Archive for June, 2009

STUDY: Whining (Part 5)

Mark Eckel, Director, Mahseh Center, Lake Bruce, IN

There was a frantic tone to her email.  “My students keep asking me ‘Why do we have to learn this?!’  Please help!”  So I composed a dozen responses for her recalcitrant Christian school students.  Ready the next time the whiney retort erupted from her classroom, she began with the first, “If this is God’s world, He made it, and it is important to Him, it should be important to us.”[1] As she recounted the story,

“I just started reading down the list.  By the time I finished number four, students were crying out, ‘We get it!  OK!  Stop!’  But I kept on going.  As I finished number six they were groaning.  Past eight, audible moans emanated from their lips.  I was on a roll.  By number ten, heads were down on desks.  When I completed the twelfth Christian reason to learn anything, there was dead silence.  Mark,” she reported, “the list has never had to be read again.  But I read one point each day.”

A Christian view of study must take into account The One who made us, reminders of our responsibility in His Word, and our collective desire to find excuses for our lazy thinking.

Imagine a parent having just witnessed their son “whiffing” at the soccer ball, kicking at nothing but air.  “Hey, stop the game!” they call.  “My son practiced so long and hard for this event!  Give him a do-over!”  I can hear you laughing now!  Yet this happens at some point during every school’s parent-teacher conference.  “Johnny spent so much time on that assignment!  His effort should count for something!”

━━━━

- [Required task 1]
According to the essay on whining, what three things must a Christian view of study take into account? List them.
- [Required task 2]
Reproduce the stretch of the records from the line containing "Draw the outline of every instance of the woman wearing" through the line containing "396], [678, 355]]", inclusive, character for character.

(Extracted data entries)
━━━━

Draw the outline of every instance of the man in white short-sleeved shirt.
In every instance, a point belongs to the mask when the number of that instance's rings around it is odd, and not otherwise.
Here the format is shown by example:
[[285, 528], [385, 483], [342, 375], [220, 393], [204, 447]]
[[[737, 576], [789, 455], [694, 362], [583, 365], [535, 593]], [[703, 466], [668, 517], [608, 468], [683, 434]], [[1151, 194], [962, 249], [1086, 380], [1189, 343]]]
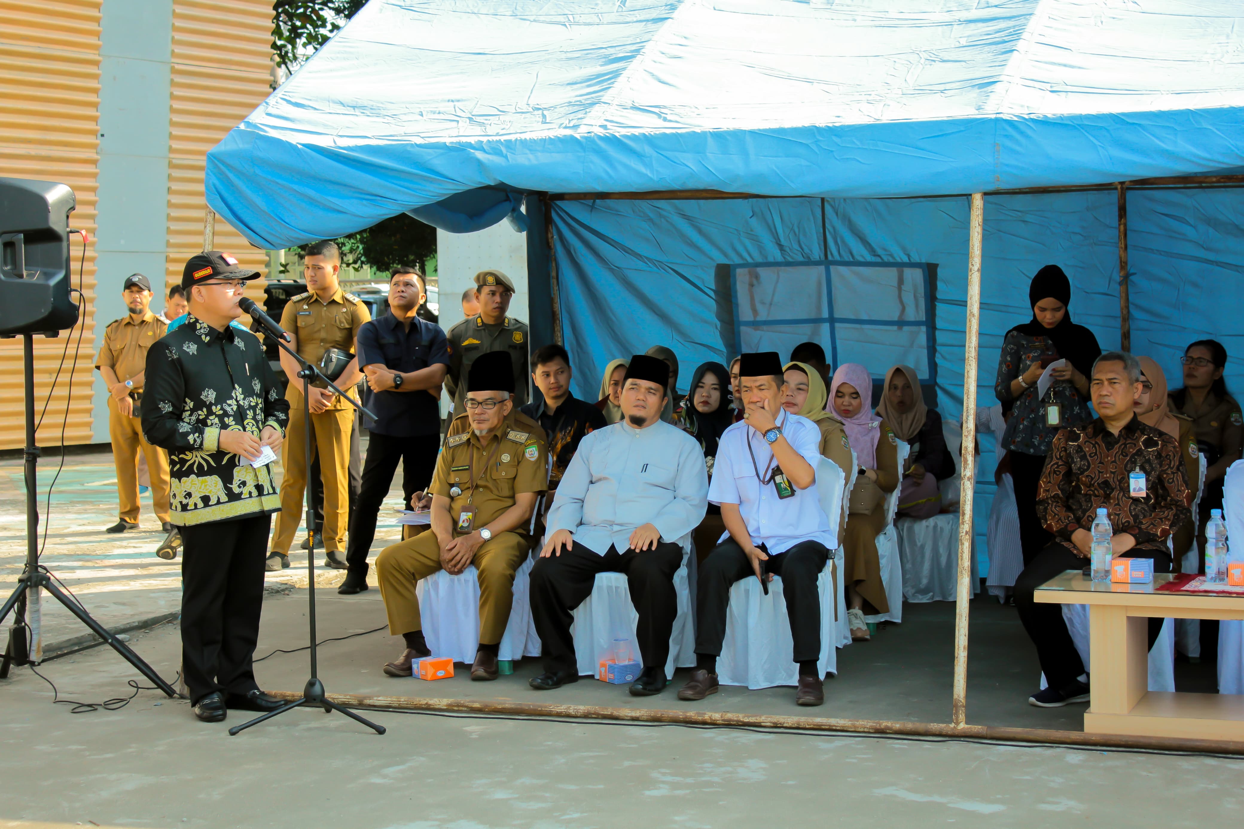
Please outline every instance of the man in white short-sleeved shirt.
[[730, 588], [756, 577], [782, 580], [799, 705], [825, 702], [817, 669], [821, 600], [816, 580], [837, 539], [816, 495], [820, 430], [781, 408], [786, 382], [778, 352], [743, 354], [739, 385], [744, 419], [722, 434], [708, 500], [722, 507], [725, 534], [700, 566], [695, 597], [695, 657], [680, 700], [703, 700], [718, 690], [717, 657], [725, 639]]

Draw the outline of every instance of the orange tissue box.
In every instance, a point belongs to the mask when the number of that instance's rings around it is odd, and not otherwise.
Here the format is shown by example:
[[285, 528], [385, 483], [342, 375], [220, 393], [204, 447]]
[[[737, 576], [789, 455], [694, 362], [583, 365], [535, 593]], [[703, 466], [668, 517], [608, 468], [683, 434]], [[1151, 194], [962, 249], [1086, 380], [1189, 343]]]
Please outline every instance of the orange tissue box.
[[1110, 563], [1110, 580], [1123, 584], [1149, 584], [1153, 582], [1153, 559], [1116, 558]]
[[419, 660], [420, 680], [447, 680], [454, 675], [454, 660], [448, 656], [425, 656]]

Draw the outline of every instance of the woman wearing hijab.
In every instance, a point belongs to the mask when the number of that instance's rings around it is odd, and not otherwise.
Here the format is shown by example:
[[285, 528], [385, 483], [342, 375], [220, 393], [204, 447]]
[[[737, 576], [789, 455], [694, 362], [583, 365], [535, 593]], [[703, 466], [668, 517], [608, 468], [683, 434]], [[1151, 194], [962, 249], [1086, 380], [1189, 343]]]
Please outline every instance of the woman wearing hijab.
[[821, 455], [842, 467], [842, 474], [851, 477], [851, 444], [846, 429], [837, 415], [826, 411], [825, 404], [830, 394], [825, 388], [820, 372], [810, 363], [786, 363], [786, 399], [782, 409], [800, 418], [807, 418], [821, 430]]
[[872, 414], [872, 377], [858, 363], [843, 363], [833, 373], [830, 405], [842, 420], [860, 465], [842, 536], [843, 582], [851, 639], [867, 641], [865, 608], [872, 614], [889, 613], [886, 585], [881, 580], [877, 533], [886, 526], [886, 493], [898, 487], [898, 439], [888, 423]]
[[664, 346], [653, 346], [644, 352], [648, 357], [666, 360], [669, 367], [669, 394], [666, 395], [666, 408], [661, 411], [661, 419], [666, 423], [674, 423], [674, 403], [678, 396], [678, 355]]
[[622, 419], [622, 378], [628, 365], [631, 360], [610, 360], [605, 367], [605, 377], [601, 378], [601, 399], [596, 408], [605, 413], [605, 423], [610, 425]]
[[[1050, 533], [1036, 517], [1036, 486], [1054, 436], [1066, 426], [1093, 419], [1088, 409], [1088, 377], [1101, 355], [1097, 338], [1071, 322], [1071, 282], [1057, 265], [1046, 265], [1028, 288], [1033, 319], [1006, 332], [998, 359], [994, 395], [1013, 404], [1003, 445], [1011, 454], [1011, 480], [1019, 505], [1024, 563], [1045, 549]], [[1064, 362], [1065, 360], [1065, 362]], [[1051, 363], [1052, 383], [1039, 395], [1039, 380]]]
[[[704, 466], [709, 481], [713, 480], [713, 462], [717, 459], [717, 444], [722, 433], [734, 423], [734, 394], [730, 390], [730, 373], [720, 363], [703, 363], [692, 374], [692, 390], [683, 400], [679, 410], [682, 423], [704, 450]], [[703, 561], [717, 547], [717, 539], [725, 532], [722, 522], [722, 507], [708, 505], [704, 521], [695, 528], [695, 558]]]
[[[1138, 357], [1141, 362], [1141, 395], [1136, 398], [1133, 409], [1141, 423], [1154, 429], [1161, 429], [1179, 441], [1179, 451], [1183, 454], [1183, 467], [1188, 477], [1188, 491], [1193, 502], [1200, 487], [1200, 459], [1197, 449], [1197, 429], [1192, 418], [1171, 414], [1169, 400], [1167, 398], [1167, 382], [1162, 367], [1148, 357]], [[1174, 528], [1171, 543], [1174, 549], [1174, 561], [1178, 563], [1183, 554], [1192, 547], [1197, 537], [1197, 527], [1193, 522], [1186, 522]]]
[[894, 365], [886, 372], [877, 416], [912, 447], [898, 492], [898, 515], [932, 518], [942, 511], [937, 482], [954, 477], [954, 456], [945, 446], [942, 415], [924, 405], [914, 368]]

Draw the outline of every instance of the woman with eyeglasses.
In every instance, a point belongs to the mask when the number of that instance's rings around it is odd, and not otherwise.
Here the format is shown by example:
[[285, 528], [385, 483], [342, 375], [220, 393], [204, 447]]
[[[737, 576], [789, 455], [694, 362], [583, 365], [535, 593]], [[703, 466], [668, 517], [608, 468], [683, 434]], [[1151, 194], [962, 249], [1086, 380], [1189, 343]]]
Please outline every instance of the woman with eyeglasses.
[[1217, 339], [1198, 339], [1184, 349], [1181, 362], [1183, 388], [1171, 394], [1171, 408], [1176, 414], [1192, 419], [1197, 449], [1208, 464], [1205, 488], [1197, 516], [1197, 539], [1204, 544], [1209, 511], [1223, 506], [1223, 476], [1227, 475], [1227, 467], [1240, 459], [1244, 416], [1223, 380], [1227, 349], [1222, 343]]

━━━━

- [Exercise result 1]
- The One who made us
- Reminders of our responsibility in His Word
- Our collective desire to find excuses for our lazy thinking

- [Exercise result 2]
Draw the outline of every instance of the woman wearing hijab.
In every instance, a point belongs to the mask when the number of that instance's rings around it is odd, and not otherwise.
Here the format is shown by example:
[[285, 528], [385, 483], [342, 375], [220, 393], [204, 447]]
[[[737, 576], [789, 455], [694, 362], [583, 365], [535, 593]], [[703, 466], [668, 517], [608, 468], [683, 434]], [[1151, 194], [962, 249], [1086, 380], [1189, 343]]]
Please outline every instance of the woman wearing hijab.
[[821, 455], [842, 467], [842, 474], [851, 477], [851, 444], [846, 429], [837, 415], [826, 411], [825, 404], [830, 394], [825, 388], [820, 372], [810, 363], [786, 363], [786, 399], [782, 409], [800, 418], [807, 418], [821, 430]]
[[872, 414], [872, 377], [858, 363], [843, 363], [833, 373], [830, 405], [842, 420], [860, 465], [842, 536], [843, 582], [851, 639], [867, 641], [865, 608], [872, 614], [889, 613], [886, 585], [881, 580], [877, 533], [886, 526], [886, 493], [898, 487], [898, 439], [888, 423]]
[[664, 346], [653, 346], [644, 352], [648, 357], [666, 360], [669, 367], [669, 394], [666, 395], [666, 408], [661, 411], [661, 419], [666, 423], [674, 423], [674, 403], [678, 396], [678, 355]]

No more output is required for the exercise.